**The tasks:**
1. In the termination clause below, translate this sentence into Spanish: "If the Customer is a Large Customer, either party may terminate this agreement by giving at least two months’ notice in writing to the other."
2. Resume the termination clause below after its final sentence, and write the next provision in the same numbered style.

13. Terms and Termination

13.1 .The duration of this Agreement will remain in force from the Effective Date for the duration of the Term, unless terminated earlier in accordance with this clause 13.

13.2. If the Client is not a Large Enterprise:

  1. 13.2.1 the Customer may terminate the Agreement by notifying us not later than 1 (one) month in advance;
  2. 13.2.2. we may terminate the Agreement by notifying the Customer not later than 2 (two) months in advance.
  1. 13.3. If the Customer is a Large Customer, either party may terminate this agreement by giving at least two months’ notice in writing to the other.

**Provided data:**
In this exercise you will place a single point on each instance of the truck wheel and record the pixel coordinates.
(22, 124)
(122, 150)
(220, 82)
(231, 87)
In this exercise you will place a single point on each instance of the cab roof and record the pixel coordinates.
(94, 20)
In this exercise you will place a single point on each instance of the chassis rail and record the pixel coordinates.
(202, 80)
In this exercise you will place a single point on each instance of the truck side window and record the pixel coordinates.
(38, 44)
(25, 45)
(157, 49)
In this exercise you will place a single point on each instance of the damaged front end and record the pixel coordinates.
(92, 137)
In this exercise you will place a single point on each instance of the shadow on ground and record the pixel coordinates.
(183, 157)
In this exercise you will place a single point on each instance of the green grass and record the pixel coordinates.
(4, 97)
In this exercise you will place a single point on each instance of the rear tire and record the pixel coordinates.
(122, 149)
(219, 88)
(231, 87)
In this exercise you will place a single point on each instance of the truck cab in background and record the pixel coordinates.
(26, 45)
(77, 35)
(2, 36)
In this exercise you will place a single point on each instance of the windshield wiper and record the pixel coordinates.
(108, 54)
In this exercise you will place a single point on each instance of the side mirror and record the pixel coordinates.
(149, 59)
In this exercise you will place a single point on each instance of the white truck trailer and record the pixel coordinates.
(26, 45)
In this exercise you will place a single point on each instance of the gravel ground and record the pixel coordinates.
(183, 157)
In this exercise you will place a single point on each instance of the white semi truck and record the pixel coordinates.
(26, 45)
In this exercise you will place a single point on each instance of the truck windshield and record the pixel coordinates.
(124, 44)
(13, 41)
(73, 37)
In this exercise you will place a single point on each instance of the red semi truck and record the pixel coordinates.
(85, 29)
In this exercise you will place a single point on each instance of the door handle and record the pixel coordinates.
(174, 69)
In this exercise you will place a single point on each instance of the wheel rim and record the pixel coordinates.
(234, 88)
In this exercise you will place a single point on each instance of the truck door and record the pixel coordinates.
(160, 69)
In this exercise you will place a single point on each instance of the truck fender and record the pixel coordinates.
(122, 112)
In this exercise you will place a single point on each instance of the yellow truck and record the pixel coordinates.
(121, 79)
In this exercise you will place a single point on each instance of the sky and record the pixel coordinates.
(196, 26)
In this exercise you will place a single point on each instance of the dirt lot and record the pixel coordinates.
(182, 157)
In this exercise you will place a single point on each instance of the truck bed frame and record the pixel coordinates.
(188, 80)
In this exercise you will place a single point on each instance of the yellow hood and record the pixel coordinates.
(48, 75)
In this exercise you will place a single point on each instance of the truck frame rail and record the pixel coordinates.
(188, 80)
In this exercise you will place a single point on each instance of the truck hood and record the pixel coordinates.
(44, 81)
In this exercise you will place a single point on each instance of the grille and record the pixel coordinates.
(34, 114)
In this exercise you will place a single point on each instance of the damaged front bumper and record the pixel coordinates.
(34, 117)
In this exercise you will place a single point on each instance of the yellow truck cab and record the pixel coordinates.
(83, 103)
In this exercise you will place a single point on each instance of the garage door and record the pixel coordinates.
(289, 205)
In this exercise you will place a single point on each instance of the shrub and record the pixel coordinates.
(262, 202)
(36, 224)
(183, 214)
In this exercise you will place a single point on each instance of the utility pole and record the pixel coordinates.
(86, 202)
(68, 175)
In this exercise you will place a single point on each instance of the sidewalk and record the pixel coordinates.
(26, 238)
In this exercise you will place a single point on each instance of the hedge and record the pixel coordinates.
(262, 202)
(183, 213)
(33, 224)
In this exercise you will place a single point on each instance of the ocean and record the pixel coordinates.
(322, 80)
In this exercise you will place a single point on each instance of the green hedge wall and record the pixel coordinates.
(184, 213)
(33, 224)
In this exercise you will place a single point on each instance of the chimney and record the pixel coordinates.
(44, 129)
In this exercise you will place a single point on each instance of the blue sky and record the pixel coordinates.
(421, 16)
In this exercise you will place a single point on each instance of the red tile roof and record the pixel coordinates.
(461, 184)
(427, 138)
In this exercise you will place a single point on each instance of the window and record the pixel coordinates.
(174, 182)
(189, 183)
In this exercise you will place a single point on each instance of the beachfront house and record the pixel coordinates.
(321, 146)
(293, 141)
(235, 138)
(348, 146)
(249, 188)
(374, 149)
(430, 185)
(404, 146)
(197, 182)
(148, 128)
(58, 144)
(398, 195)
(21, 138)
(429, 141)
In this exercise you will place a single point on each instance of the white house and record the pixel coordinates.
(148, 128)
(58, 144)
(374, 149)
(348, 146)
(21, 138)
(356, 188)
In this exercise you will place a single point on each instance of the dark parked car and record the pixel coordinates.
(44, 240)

**Response list:**
1. Si el Cliente es un Cliente Grande, cualquiera de las partes podrá rescindir este acuerdo mediante notificación por escrito a la otra con al menos dos meses de antelación.

2.
  2. 13.4. Without affecting any other right or remedy available to it, either party may terminate this Agreement with immediate effect by giving written notice to the other party if: 
  1. 13.4.1. the other party fails to pay any amount due under this Agreement on the due date for payment and remains in default not less than ten (10) Business Days after being notified in writing to make such payment; 
  2. 13.4.2. if the other party commits a material breach of any term of this Agreement, which breach is irremediable or (if such breach is remediable) fails to remedy that breach within thirty (30) days after being notified in writing to do so; or
  3. 13.4.3 the other party takes any step or action in connection with its entering administration, provisional liquidation or any composition or arrangement with its creditors (other than in relation to a solvent restructuring), being wound up (whether voluntarily or by order of the court, unless for the purpose of a solvent restructuring), having a receiver appointed to any of its assets or ceasing to carry on business or, if the step or action is taken in another jurisdiction, in connection with any analogous procedure in the relevant jurisdiction, or it ceases or threatens to cease to carry on business.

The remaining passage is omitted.